## Start GIVEN RECORDS
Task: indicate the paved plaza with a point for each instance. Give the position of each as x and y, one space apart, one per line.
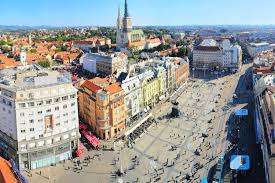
168 151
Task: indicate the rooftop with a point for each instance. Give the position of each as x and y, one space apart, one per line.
259 44
31 77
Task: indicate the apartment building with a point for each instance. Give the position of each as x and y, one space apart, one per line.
133 96
105 64
255 48
217 55
38 118
101 105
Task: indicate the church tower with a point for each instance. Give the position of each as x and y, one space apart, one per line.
23 56
124 28
127 25
30 38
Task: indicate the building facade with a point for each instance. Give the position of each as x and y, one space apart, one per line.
38 119
150 89
182 71
211 54
126 37
105 65
133 97
101 105
255 48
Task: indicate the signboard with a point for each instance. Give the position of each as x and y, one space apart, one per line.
241 112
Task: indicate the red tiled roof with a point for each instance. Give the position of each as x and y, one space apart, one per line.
137 43
91 86
6 174
113 88
6 62
208 48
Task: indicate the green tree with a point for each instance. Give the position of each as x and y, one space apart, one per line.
33 51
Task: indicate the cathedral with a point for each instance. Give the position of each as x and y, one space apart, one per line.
127 37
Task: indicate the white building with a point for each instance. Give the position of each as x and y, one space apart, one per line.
133 96
39 118
207 55
89 62
105 64
210 54
255 48
232 57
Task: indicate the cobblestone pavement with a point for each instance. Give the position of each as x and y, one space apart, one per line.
166 151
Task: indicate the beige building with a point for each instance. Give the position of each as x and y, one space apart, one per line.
101 105
38 118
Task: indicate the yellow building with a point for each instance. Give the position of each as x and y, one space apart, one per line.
151 89
101 105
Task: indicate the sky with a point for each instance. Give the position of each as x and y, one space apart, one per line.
143 12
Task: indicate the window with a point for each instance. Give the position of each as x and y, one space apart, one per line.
102 97
31 104
64 98
22 105
30 95
57 100
49 101
40 103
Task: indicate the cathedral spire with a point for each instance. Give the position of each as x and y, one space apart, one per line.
126 13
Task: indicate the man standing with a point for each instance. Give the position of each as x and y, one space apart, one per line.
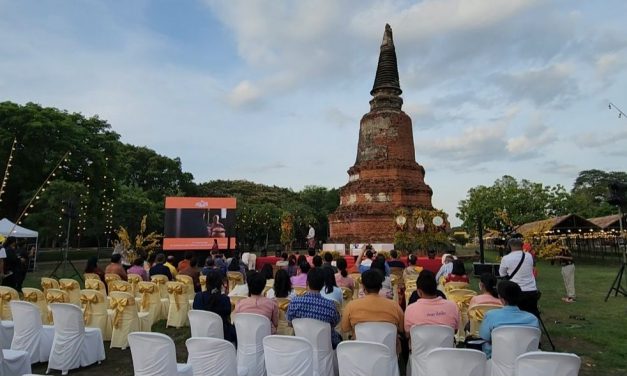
517 267
312 305
510 314
372 307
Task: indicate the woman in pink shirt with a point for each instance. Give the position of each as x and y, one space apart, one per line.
258 304
487 285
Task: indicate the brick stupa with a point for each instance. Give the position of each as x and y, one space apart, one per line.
386 176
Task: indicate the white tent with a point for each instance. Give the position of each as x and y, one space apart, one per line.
8 228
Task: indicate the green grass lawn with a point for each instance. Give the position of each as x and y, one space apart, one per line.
590 327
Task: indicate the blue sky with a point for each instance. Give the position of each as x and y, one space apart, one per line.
273 91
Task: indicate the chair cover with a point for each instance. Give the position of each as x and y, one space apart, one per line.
212 357
540 363
134 280
96 284
126 319
362 358
160 280
151 301
205 324
425 338
29 334
154 354
476 315
179 305
251 329
283 328
458 362
508 342
95 313
318 334
55 296
287 355
6 334
7 294
234 278
48 283
73 290
74 345
37 297
14 362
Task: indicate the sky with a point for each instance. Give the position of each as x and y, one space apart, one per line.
273 91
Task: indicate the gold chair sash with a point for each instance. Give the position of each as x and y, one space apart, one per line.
176 290
118 305
146 291
87 301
## End GIVEN RECORDS
* _OBJECTIVE_: Output every line of the material above as a Markdown table with the columns Row and Material line, numbering the rows and skipping blank lines. Leave the pictures out.

* _SOLUTION TO THIS PROBLEM_:
| Row | Material line |
|---|---|
| 1 | Task: indicate the paved plaza with a point for each instance. Give the position of each as x and y, one space apart, one per line. |
| 2 | 168 151 |
| 3 | Task: indicate the rooftop with a point for each instance. Give the position of each as x and y, one space apart, one per line. |
| 4 | 259 44 |
| 5 | 31 77 |
| 6 | Task: indicate the apartment building with a point for each instance. Give the position of each as x and y, one space apart, one per line. |
| 7 | 133 96 |
| 8 | 105 64 |
| 9 | 255 48 |
| 10 | 217 55 |
| 11 | 38 118 |
| 12 | 101 105 |
| 13 | Task: indicate the church tower with a point for each instance. Give the position of each as x and y, one space apart, one per line. |
| 14 | 23 56 |
| 15 | 124 28 |
| 16 | 127 25 |
| 17 | 30 38 |
| 18 | Task: indicate the building facade with a point for each instance. Give the position of each as x and y, one space apart, one per line. |
| 19 | 38 119 |
| 20 | 150 89 |
| 21 | 182 71 |
| 22 | 211 54 |
| 23 | 126 37 |
| 24 | 105 65 |
| 25 | 133 97 |
| 26 | 101 105 |
| 27 | 255 48 |
| 28 | Task: indicate the signboard with a point for each instance. Give the position of each as x and y, one space apart, one per line. |
| 29 | 241 112 |
| 30 | Task: indicate the red tiled roof with a point for each instance. Give the position of each as x and y, one space apart, one per line. |
| 31 | 137 43 |
| 32 | 91 86 |
| 33 | 6 174 |
| 34 | 113 88 |
| 35 | 6 62 |
| 36 | 208 48 |
| 37 | Task: indicate the green tree with a point for each instance. Give the position of each as x and y, one space apart, one per line. |
| 38 | 33 51 |
| 39 | Task: indicate the cathedral with a point for each instance. Give the position of each as x and y, one space apart, one per line. |
| 40 | 127 37 |
| 41 | Task: indicate the white building with a point for each instance. Give the position of each as x and y, one space apart, one per line. |
| 42 | 133 96 |
| 43 | 39 118 |
| 44 | 207 55 |
| 45 | 89 62 |
| 46 | 105 64 |
| 47 | 210 54 |
| 48 | 255 48 |
| 49 | 232 57 |
| 50 | Task: indicate the cobblestone pavement with a point for each instance. Give the position of each as x and y, one space apart, one per line. |
| 51 | 166 151 |
| 52 | Task: indicate the beige building with a point for each instance. Give the position of each as x and y, one space apart, one per line. |
| 53 | 101 105 |
| 54 | 38 118 |
| 55 | Task: indicate the yellow building with a point for each instance. Give the position of each as x and y, one space apart, one per line. |
| 56 | 151 89 |
| 57 | 101 105 |
| 58 | Task: indicate the sky with a point for each instance. Give the position of each as x and y, one space apart, one per line. |
| 59 | 143 12 |
| 60 | Task: indicate the window with a point for each instance. Give the position of each as x and y, one space apart, one per line. |
| 61 | 102 97 |
| 62 | 31 104 |
| 63 | 64 98 |
| 64 | 22 105 |
| 65 | 30 95 |
| 66 | 57 100 |
| 67 | 49 101 |
| 68 | 40 103 |
| 69 | Task: indicate the cathedral spire with a point for each instance. Give the position of each as x and y, one space apart, one per line. |
| 70 | 126 13 |
| 71 | Task: indicate the man standing with a point for each instance. Give the position of each as x and y, one space apart, one per line. |
| 72 | 517 267 |
| 73 | 312 305 |
| 74 | 510 314 |
| 75 | 372 307 |
| 76 | Task: indicate the woman in pink shirt with a point for each instance. Give the position of each as x and y, one space apart, one per line. |
| 77 | 258 304 |
| 78 | 487 285 |
| 79 | Task: indicate the brick stupa with a point for each instance. Give the position of each as x and y, one space apart, one per line. |
| 80 | 386 176 |
| 81 | Task: indicate the white tent with a point for each instance. Give the position of each as x and y, one space apart, one per line. |
| 82 | 8 228 |
| 83 | Task: indicate the green grass lawn with a point for each instance. Give the position of each as x and y, one space apart, one per line. |
| 84 | 590 327 |
| 85 | Task: indicate the blue sky with a point for each instance. Give the position of each as x and y, one space apart, one per line. |
| 86 | 273 91 |
| 87 | Task: indicate the chair cover with a point for each instance. Give the position of each as x and y, one space apart, one per line. |
| 88 | 212 357 |
| 89 | 540 363 |
| 90 | 134 280 |
| 91 | 96 284 |
| 92 | 126 319 |
| 93 | 362 358 |
| 94 | 160 280 |
| 95 | 151 301 |
| 96 | 205 324 |
| 97 | 425 338 |
| 98 | 29 334 |
| 99 | 154 354 |
| 100 | 476 315 |
| 101 | 179 305 |
| 102 | 251 329 |
| 103 | 283 328 |
| 104 | 458 362 |
| 105 | 508 342 |
| 106 | 95 313 |
| 107 | 318 334 |
| 108 | 55 296 |
| 109 | 287 355 |
| 110 | 6 334 |
| 111 | 7 294 |
| 112 | 234 278 |
| 113 | 48 283 |
| 114 | 73 290 |
| 115 | 74 345 |
| 116 | 37 297 |
| 117 | 14 362 |
| 118 | Task: indicate the sky with a point for each instance. Give the position of each as x and y, one space apart, one per line. |
| 119 | 273 91 |
| 120 | Task: indicate the gold chair sash with a point for each instance. Give the position of each as x and y, one space apart, one per line. |
| 121 | 176 290 |
| 122 | 118 305 |
| 123 | 146 291 |
| 124 | 87 301 |